Extract to read >>

>>>

The drumming for a longer school day in Chicago Public Schools grew in volume yesterday with City Council joining Mayor Emanuel and CPS CEO Jean-Claude Brizard in calling for extending the length of classroom time. With many of the aldermen in the Council backed by organized labor, the stand against the Chicago Teachers Union on the subject of a longer school day is seen by some as more than a token gesture intended to curry favor with the mayor.

14th Ward Ald. Ed Burke, one of organized labor's staunchest allies, said he's finding it harder to back CTU and their opposition to a longer school day.

"I’m starting to get embarrassed at the attitude of some leaders of organized labor,” Burke said.

“... The union is not trying to figure out a way to get this accomplished. They seem to be obstructing the end goal that so many people agree needs to happen.”

Ald. Walter Burnett (27th) said extending the school day by 90 minutes isn't enough and called for an even longer day to allow working parents to pick up their children without having to leave their jobs early.

The teachers union responded to City Council's move by formally filing a complaint with the Illinois Education Labor Relations Board, charging the four schools who waived their CPS contracts in exchange for a 2 percent pay raise and 90 more minutes of classroom time amounts to tampering. CTU President Karen Lewis said Emanuel's actions were a "declaration of war."

<<<

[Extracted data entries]
>>>

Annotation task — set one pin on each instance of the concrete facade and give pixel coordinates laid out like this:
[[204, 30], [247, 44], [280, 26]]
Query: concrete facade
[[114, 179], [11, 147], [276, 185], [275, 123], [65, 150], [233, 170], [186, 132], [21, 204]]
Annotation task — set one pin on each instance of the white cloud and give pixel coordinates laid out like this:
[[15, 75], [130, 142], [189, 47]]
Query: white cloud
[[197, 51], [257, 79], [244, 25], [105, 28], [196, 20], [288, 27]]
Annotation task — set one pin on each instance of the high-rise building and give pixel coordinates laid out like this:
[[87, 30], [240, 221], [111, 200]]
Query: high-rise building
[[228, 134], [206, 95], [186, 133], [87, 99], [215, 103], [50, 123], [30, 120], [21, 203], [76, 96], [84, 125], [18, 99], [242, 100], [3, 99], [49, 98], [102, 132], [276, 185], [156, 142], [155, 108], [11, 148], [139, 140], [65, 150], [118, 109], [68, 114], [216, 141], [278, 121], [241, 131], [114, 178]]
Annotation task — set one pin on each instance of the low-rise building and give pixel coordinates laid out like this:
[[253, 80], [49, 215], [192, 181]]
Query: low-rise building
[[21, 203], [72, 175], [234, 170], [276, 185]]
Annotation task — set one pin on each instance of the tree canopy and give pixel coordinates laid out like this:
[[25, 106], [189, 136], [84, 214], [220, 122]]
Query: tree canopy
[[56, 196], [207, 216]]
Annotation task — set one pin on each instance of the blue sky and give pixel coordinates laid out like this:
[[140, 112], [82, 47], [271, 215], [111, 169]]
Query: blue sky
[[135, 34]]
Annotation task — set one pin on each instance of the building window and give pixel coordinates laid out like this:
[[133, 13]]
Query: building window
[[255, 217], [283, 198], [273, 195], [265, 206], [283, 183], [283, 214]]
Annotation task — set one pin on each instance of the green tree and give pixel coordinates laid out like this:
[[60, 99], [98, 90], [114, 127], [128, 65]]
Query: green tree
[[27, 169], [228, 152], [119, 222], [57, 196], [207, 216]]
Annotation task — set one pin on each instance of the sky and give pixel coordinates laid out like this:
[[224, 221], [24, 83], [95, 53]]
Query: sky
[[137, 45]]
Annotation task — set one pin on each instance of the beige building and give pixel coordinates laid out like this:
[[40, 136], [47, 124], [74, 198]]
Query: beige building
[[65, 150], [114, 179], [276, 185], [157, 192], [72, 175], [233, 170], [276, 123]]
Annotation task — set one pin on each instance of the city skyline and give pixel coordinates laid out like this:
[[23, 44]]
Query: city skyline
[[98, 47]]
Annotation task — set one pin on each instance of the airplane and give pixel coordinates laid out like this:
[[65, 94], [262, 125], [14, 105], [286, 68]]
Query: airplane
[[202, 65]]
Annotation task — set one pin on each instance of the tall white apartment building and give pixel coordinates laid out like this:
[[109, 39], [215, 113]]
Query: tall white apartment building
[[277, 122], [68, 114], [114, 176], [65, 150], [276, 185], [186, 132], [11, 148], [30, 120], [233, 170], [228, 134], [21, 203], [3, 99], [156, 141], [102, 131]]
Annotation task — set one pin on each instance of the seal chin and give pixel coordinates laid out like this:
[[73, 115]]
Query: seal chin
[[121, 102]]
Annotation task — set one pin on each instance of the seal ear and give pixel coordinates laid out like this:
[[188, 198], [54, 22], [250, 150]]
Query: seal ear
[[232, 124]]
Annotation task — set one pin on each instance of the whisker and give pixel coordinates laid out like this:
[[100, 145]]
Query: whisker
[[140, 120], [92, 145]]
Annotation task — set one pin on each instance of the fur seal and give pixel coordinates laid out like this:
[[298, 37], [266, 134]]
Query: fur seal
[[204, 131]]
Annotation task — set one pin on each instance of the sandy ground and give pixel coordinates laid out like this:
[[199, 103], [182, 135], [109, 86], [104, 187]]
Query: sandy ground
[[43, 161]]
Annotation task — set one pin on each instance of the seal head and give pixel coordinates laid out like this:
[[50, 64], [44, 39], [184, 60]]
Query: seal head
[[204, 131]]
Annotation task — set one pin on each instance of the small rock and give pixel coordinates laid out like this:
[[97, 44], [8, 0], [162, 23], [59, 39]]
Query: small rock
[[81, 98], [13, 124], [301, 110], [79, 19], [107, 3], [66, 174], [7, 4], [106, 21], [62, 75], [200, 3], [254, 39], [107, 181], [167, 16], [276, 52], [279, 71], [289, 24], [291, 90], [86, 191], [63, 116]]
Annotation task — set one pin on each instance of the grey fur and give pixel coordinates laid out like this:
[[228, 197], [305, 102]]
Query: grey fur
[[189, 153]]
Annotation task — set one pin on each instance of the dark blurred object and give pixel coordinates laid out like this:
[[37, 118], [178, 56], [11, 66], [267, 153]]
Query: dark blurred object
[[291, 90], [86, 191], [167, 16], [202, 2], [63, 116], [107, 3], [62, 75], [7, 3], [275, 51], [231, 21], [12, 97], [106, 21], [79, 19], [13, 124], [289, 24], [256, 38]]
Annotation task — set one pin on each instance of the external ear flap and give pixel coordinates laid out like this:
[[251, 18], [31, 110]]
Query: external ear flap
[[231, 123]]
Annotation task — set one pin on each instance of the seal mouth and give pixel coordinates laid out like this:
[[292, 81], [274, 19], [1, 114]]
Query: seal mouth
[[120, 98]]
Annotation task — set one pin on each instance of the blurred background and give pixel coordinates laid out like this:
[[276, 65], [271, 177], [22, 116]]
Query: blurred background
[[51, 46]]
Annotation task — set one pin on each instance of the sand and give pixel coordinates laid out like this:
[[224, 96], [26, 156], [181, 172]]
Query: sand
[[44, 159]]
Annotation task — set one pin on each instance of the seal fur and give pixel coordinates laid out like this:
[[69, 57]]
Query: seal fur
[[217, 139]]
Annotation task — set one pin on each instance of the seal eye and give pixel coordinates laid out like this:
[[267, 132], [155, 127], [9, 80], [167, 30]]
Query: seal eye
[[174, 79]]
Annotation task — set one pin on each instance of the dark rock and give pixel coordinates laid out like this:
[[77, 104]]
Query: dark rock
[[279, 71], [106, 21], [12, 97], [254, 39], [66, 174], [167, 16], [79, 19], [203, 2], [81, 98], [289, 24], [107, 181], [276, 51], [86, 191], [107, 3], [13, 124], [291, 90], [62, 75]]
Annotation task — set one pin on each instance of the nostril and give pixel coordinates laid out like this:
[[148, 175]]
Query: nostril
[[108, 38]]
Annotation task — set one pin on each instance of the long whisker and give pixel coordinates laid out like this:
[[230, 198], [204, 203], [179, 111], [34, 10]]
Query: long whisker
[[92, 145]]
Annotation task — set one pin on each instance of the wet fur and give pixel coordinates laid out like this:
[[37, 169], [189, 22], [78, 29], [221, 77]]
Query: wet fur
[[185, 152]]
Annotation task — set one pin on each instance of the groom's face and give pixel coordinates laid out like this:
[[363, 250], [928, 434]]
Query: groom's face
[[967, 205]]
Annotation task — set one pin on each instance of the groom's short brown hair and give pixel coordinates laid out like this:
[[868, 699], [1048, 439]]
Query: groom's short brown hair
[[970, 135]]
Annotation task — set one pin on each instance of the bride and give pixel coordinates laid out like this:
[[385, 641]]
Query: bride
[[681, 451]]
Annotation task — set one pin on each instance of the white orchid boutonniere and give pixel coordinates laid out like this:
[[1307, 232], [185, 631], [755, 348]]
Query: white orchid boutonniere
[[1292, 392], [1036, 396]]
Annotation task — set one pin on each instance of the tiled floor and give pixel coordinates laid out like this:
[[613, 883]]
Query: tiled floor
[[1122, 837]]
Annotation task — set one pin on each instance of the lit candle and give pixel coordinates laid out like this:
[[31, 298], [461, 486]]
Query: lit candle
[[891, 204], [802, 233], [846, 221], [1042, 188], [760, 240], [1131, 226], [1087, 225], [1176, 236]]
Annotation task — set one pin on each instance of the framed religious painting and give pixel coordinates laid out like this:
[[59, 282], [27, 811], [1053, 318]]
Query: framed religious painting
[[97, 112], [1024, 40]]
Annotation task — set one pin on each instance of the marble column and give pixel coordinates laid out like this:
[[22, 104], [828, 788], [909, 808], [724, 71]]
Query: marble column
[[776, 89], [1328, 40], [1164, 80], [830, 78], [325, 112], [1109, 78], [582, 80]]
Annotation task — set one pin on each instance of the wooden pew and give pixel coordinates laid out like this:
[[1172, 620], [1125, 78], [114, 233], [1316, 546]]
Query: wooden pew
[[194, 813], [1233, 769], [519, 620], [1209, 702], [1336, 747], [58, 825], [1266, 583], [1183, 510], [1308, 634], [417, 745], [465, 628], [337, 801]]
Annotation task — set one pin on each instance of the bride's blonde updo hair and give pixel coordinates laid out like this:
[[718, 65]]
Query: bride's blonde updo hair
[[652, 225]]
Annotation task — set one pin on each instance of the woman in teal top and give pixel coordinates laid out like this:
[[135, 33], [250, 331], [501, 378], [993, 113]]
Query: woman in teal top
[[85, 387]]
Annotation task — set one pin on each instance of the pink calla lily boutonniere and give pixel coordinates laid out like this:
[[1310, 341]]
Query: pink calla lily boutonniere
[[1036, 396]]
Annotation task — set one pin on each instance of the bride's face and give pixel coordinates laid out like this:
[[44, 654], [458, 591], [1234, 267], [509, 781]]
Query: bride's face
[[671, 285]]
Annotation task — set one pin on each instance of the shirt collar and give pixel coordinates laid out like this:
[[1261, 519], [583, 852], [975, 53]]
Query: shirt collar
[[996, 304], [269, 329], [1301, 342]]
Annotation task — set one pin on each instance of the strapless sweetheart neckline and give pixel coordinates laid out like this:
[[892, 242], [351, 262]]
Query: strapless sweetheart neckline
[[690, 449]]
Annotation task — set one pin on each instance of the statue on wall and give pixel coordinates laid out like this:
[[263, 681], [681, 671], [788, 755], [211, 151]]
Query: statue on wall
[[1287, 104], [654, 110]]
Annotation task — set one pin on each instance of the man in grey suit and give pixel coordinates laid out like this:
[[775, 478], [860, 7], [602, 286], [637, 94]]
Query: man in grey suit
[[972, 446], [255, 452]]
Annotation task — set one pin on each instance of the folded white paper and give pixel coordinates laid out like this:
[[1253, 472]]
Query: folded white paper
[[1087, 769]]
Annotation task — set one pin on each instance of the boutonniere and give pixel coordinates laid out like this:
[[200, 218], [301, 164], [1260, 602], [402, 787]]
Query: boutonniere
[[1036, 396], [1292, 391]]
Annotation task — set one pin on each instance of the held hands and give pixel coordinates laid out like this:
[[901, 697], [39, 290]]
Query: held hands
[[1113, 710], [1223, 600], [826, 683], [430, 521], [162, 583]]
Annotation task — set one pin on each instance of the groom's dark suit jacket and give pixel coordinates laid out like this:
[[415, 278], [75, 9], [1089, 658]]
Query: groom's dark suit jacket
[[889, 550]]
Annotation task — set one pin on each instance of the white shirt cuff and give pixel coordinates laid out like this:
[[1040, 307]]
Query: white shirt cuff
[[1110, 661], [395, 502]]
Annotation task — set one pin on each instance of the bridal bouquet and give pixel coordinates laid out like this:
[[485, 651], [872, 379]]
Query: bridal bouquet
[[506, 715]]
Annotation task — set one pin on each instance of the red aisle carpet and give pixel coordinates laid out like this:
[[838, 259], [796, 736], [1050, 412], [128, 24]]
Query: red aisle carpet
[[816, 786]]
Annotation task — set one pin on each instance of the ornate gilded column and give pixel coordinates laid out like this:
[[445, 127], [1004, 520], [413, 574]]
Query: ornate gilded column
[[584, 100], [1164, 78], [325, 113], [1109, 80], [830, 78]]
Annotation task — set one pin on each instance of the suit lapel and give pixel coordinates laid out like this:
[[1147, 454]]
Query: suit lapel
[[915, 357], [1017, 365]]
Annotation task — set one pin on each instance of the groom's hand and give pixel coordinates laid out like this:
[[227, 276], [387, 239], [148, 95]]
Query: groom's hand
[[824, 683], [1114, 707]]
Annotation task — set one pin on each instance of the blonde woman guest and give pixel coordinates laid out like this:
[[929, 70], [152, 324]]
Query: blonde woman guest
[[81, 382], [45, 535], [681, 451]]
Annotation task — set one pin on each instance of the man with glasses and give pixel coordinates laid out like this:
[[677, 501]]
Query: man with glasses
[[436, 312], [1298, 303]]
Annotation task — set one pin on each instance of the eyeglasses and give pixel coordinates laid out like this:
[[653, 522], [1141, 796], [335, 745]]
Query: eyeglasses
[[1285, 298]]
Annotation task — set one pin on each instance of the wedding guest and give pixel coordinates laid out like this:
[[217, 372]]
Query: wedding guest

<<<

Your task >> Extract the full text of the passage above on the push for a longer school day in Chicago Public Schools, word for word.

Answer section >>
The drumming for a longer school day in Chicago Public Schools grew in volume yesterday with City Council joining Mayor Emanuel and CPS CEO Jean-Claude Brizard in calling for extending the length of classroom time. With many of the aldermen in the Council backed by organized labor, the stand against the Chicago Teachers Union on the subject of a longer school day is seen by some as more than a token gesture intended to curry favor with the mayor.

14th Ward Ald. Ed Burke, one of organized labor's staunchest allies, said he's finding it harder to back CTU and their opposition to a longer school day.

"I’m starting to get embarrassed at the attitude of some leaders of organized labor,” Burke said.

“... The union is not trying to figure out a way to get this accomplished. They seem to be obstructing the end goal that so many people agree needs to happen.”

Ald. Walter Burnett (27th) said extending the school day by 90 minutes isn't enough and called for an even longer day to allow working parents to pick up their children without having to leave their jobs early.

The teachers union responded to City Council's move by formally filing a complaint with the Illinois Education Labor Relations Board, charging the four schools who waived their CPS contracts in exchange for a 2 percent pay raise and 90 more minutes of classroom time amounts to tampering. CTU President Karen Lewis said Emanuel's actions were a "declaration of war."